◆ **WHAT YOU SHOULD DO**
Replace "sleuth" with "detective" in the Jane Marple passage below, then write out the stretch from "Welcome to another" through "Mrs. McGillicuddy Saw!).".
-------- SUPPLIED TEXT
Welcome to another edition of In The Spotlight. Agatha Christie's Jane Marple might seem like an unlikely sleuth; she's not young, she's not particularly physically strong and she has no official relationship with the police. And yet, she's smart, she's got her own kind of courage and she's got a wealth of wisdom about human nature gleaned from the people she's known in her village of St. Mary Mead. She's also non-threatening, which makes her all the more dangerous, you might say; criminals don't expect her to be as sharp, shrewd and capable as she is. Let's take a closer look at Jane Marple in action in 4:50 From Paddington (AKA What Mrs. McGillicuddy Saw!).
----------------
-------- GIVEN DATA
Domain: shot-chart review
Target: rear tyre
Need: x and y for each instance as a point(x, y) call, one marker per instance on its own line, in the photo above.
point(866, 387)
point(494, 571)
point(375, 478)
----------------
◆ **REPLY TO THE TASK**
Welcome to another edition of In The Spotlight. Agatha Christie's Jane Marple might seem like an unlikely detective; she's not young, she's not particularly physically strong and she has no official relationship with the police. And yet, she's smart, she's got her own kind of courage and she's got a wealth of wisdom about human nature gleaned from the people she's known in her village of St. Mary Mead. She's also non-threatening, which makes her all the more dangerous, you might say; criminals don't expect her to be as sharp, shrewd and capable as she is. Let's take a closer look at Jane Marple in action in 4:50 From Paddington (AKA What Mrs. McGillicuddy Saw!).